===== DATA SHOWN =====
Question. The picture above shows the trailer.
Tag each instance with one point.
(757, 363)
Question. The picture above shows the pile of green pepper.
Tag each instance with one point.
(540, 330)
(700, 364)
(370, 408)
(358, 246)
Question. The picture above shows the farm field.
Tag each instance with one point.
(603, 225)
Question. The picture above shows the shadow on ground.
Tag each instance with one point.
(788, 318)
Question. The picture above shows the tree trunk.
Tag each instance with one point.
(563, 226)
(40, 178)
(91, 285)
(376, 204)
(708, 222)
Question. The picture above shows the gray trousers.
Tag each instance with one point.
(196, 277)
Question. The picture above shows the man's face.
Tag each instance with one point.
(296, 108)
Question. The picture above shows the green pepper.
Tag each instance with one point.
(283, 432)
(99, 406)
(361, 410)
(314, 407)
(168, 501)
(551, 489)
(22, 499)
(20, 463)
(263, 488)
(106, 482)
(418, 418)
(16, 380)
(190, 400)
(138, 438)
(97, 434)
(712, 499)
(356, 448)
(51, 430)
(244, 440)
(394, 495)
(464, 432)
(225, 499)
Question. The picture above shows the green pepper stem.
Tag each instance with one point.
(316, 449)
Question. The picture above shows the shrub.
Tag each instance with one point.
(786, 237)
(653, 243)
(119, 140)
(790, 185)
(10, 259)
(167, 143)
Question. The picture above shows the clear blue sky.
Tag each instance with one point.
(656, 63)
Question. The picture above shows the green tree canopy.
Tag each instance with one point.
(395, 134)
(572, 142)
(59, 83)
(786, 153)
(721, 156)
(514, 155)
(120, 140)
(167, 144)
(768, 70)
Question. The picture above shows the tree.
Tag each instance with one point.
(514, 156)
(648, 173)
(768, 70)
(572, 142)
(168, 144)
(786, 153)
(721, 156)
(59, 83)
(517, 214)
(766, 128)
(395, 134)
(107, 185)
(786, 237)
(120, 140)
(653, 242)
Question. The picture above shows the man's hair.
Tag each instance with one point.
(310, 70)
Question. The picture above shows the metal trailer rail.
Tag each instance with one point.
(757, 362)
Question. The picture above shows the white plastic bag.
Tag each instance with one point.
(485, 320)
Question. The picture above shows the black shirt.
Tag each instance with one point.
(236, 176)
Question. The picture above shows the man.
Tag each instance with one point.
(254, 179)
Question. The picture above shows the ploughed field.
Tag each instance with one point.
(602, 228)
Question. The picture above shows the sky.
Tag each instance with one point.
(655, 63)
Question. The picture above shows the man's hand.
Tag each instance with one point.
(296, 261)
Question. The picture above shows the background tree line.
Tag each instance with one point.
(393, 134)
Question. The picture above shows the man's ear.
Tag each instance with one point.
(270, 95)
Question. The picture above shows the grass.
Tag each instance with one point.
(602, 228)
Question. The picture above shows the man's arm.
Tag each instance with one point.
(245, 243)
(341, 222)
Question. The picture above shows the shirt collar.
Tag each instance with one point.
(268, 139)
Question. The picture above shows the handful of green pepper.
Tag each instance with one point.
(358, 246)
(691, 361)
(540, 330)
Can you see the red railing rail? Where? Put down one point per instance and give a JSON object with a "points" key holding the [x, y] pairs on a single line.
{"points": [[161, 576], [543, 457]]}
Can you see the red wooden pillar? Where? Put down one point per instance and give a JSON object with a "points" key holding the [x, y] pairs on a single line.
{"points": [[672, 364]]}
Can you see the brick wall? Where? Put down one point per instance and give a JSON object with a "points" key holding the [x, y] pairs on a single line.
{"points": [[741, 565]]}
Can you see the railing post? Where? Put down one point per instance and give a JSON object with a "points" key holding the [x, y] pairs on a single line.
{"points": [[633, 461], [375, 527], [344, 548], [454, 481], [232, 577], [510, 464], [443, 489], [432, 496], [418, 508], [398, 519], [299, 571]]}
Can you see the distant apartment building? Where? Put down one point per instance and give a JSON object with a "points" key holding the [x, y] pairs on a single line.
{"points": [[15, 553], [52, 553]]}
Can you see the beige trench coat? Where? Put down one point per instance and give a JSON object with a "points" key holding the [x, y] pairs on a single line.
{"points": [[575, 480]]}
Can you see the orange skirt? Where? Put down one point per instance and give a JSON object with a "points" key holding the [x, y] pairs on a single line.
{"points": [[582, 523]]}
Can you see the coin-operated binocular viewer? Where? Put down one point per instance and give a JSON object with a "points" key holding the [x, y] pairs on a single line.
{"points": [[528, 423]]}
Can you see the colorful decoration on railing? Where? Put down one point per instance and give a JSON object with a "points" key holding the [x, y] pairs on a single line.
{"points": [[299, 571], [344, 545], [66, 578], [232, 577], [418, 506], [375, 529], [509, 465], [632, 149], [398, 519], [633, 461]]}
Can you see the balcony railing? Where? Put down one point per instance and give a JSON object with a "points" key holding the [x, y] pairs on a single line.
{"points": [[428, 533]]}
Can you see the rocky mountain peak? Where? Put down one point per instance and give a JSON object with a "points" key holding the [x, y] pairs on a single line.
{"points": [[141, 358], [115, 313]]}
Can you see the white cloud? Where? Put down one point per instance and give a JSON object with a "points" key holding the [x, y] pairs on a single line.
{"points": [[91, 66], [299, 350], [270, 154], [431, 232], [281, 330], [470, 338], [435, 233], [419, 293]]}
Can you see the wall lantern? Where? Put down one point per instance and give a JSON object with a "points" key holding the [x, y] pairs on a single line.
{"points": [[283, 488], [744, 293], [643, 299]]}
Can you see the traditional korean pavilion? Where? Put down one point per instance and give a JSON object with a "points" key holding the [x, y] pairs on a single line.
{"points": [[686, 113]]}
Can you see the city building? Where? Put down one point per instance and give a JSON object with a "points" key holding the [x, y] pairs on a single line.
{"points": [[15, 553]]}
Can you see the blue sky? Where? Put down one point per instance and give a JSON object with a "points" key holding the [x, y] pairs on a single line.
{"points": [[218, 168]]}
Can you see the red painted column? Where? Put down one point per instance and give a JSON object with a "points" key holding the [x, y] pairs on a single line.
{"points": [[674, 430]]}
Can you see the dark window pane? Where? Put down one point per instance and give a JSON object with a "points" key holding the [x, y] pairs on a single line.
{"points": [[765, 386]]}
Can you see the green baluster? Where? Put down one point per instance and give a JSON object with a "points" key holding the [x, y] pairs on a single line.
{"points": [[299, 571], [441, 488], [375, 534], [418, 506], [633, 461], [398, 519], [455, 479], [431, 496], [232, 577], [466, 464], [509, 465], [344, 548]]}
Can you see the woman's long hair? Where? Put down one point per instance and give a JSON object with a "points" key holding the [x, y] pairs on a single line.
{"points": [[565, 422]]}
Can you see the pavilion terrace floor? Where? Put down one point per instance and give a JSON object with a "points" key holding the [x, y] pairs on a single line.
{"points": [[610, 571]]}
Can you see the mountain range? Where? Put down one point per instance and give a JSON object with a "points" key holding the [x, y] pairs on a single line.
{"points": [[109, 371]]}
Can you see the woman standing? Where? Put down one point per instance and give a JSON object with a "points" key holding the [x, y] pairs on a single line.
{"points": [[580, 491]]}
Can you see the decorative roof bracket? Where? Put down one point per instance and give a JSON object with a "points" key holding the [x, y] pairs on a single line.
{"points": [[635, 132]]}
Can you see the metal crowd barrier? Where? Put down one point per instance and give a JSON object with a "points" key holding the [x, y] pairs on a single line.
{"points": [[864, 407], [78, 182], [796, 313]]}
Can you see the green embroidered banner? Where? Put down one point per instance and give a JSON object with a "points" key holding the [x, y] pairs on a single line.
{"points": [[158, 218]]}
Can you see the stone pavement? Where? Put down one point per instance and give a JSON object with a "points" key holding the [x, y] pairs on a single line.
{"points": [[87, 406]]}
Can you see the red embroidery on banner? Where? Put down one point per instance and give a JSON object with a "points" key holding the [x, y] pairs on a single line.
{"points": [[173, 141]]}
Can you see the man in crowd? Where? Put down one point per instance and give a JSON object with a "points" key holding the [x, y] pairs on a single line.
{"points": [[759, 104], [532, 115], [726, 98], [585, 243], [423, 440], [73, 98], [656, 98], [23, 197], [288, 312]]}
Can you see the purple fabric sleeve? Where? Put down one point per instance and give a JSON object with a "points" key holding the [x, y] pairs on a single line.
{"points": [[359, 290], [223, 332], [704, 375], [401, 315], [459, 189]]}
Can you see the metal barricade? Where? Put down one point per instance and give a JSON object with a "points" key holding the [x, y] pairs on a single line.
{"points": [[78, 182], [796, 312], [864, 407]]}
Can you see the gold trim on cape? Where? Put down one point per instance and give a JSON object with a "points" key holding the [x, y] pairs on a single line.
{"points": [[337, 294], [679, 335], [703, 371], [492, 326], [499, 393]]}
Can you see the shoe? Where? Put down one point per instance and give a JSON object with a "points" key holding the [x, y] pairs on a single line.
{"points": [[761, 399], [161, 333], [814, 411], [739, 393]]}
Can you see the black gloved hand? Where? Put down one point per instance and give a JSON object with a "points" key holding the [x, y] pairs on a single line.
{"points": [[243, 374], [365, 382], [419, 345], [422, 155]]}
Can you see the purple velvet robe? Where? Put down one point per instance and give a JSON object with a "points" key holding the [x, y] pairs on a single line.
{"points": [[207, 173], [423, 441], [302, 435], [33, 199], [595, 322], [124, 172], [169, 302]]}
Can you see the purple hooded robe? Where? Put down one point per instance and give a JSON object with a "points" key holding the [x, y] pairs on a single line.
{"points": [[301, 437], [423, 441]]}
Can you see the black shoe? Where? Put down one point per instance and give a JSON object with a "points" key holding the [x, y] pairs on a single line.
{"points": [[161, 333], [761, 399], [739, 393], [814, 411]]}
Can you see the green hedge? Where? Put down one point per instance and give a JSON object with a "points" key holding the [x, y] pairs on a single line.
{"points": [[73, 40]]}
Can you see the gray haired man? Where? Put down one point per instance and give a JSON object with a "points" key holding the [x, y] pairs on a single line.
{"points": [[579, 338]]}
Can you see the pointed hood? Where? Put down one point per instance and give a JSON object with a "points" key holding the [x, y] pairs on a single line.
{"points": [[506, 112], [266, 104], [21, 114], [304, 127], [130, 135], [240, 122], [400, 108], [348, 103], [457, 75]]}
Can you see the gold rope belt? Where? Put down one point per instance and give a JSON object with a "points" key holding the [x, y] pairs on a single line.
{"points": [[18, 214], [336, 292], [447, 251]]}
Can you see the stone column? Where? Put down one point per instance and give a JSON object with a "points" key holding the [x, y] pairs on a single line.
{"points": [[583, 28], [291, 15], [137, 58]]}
=====
WHAT IS REQUIRED
Begin at the line containing "Can you see the pointed" and reproduce each line through the end of the records above.

THE COMPLETED TASK
Can you see the pointed hood? Where? Put down one point per instance and give a JSON object with a "points" key holding the [x, y] pairs on a single line.
{"points": [[506, 112], [266, 104], [21, 114], [304, 127], [130, 135], [240, 122], [400, 108], [348, 103], [457, 75]]}
Can you see the gold rope belt? Where? Put down one point per instance and give a JSON object with a "points" key holding the [x, y] pairs on a single line.
{"points": [[18, 214], [336, 292], [447, 251]]}
Can you see the stone column? Where? Put down one point per instance and give a JSON object with a "points" key holding the [x, y] pairs on a single line.
{"points": [[583, 28], [291, 15], [137, 58]]}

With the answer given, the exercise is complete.